*** Records to process ***

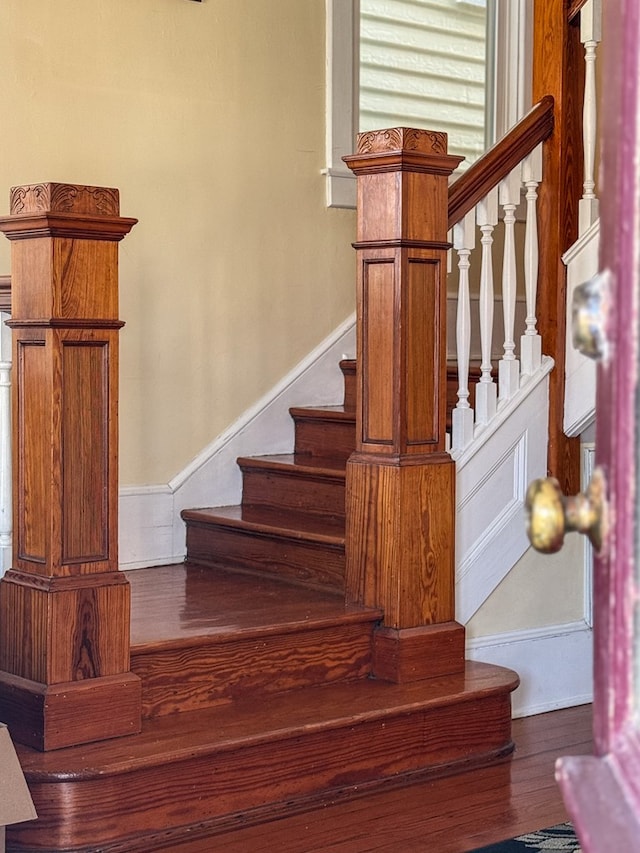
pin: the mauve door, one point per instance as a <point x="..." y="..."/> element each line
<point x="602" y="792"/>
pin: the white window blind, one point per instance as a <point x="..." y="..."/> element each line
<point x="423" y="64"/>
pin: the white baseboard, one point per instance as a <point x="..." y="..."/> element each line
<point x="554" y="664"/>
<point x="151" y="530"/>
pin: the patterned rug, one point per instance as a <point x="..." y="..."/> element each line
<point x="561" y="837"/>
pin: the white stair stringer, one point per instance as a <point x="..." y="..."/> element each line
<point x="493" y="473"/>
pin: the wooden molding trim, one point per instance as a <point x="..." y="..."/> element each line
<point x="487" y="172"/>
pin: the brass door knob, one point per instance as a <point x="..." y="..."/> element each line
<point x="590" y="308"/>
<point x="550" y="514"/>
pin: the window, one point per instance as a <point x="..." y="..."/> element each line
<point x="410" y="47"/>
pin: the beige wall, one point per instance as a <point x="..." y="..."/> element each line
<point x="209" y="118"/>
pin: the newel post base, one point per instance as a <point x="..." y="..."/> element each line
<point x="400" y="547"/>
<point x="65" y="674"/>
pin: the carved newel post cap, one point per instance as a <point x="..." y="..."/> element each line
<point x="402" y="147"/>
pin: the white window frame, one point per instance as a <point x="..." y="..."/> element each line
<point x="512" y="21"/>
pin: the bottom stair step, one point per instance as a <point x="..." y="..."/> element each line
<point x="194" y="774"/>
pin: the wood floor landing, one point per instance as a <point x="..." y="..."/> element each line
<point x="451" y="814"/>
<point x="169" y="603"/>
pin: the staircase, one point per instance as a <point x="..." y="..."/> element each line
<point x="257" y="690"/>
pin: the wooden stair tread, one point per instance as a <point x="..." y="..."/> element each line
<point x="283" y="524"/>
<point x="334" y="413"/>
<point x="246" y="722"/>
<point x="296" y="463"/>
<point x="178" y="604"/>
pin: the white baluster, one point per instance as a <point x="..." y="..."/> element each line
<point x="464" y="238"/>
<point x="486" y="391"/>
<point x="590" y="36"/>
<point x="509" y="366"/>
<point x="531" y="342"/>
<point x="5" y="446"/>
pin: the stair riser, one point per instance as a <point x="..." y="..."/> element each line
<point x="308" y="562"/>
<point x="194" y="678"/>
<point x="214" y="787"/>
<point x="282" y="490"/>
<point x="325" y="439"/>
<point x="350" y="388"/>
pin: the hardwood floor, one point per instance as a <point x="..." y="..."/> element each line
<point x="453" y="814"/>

*** End of Records to process ***

Work instruction:
Repeat the material line for line. Pictures stay out of the copy.

Response box:
pin: the mauve door, one point per instance as a <point x="..." y="..."/> element each line
<point x="602" y="792"/>
pin: the white window blind, one point per instance as a <point x="..." y="..."/> element each line
<point x="423" y="64"/>
pin: the white baseboard, one point per instance as a <point x="..." y="..."/> element each line
<point x="554" y="664"/>
<point x="151" y="530"/>
pin: the patterned rug, one point per instance as a <point x="..." y="..."/> element each line
<point x="561" y="837"/>
pin: the white stair stringer, one point per instance as a <point x="..." y="..."/> element each line
<point x="493" y="473"/>
pin: the wooden molding trim, one point per instance as a <point x="..." y="..."/> element each line
<point x="487" y="172"/>
pin: the brass door knob, one point per instance as a <point x="..." y="..."/> element each line
<point x="590" y="308"/>
<point x="550" y="514"/>
pin: the window, one point per instance as a <point x="..." y="..."/> element each line
<point x="410" y="47"/>
pin: the beige wall, one point per instance as a <point x="..." y="..."/> element each line
<point x="209" y="118"/>
pin: the newel post base, one point per instance as a <point x="..." y="..."/> element each line
<point x="400" y="547"/>
<point x="65" y="674"/>
pin: the carved newel post cap, one point per instance as a <point x="..." y="..."/> element each line
<point x="402" y="147"/>
pin: the white window frame, one point per instance as a <point x="..." y="..."/> element each line
<point x="512" y="21"/>
pin: the bottom stair step, one point per instance as a <point x="..." y="..."/> element each line
<point x="194" y="774"/>
pin: the wood floor landing, one point per instance as a <point x="..." y="..."/> element each line
<point x="451" y="814"/>
<point x="169" y="603"/>
pin: the staircase, one point per instance as a <point x="..." y="..."/> element each line
<point x="257" y="690"/>
pin: the wooden stair tread, one point per instance as a <point x="..." y="..."/> element each line
<point x="283" y="524"/>
<point x="334" y="413"/>
<point x="246" y="722"/>
<point x="296" y="463"/>
<point x="178" y="604"/>
pin: the white baluster, one point per instance as a <point x="..." y="..."/> element each line
<point x="464" y="238"/>
<point x="486" y="391"/>
<point x="590" y="36"/>
<point x="509" y="366"/>
<point x="531" y="342"/>
<point x="5" y="446"/>
pin: the stair riser, one point per instance as a <point x="..." y="..."/> element each line
<point x="308" y="562"/>
<point x="194" y="678"/>
<point x="214" y="787"/>
<point x="282" y="490"/>
<point x="325" y="439"/>
<point x="350" y="388"/>
pin: the hardwood floor, one point per instance as a <point x="..." y="..."/> element each line
<point x="453" y="814"/>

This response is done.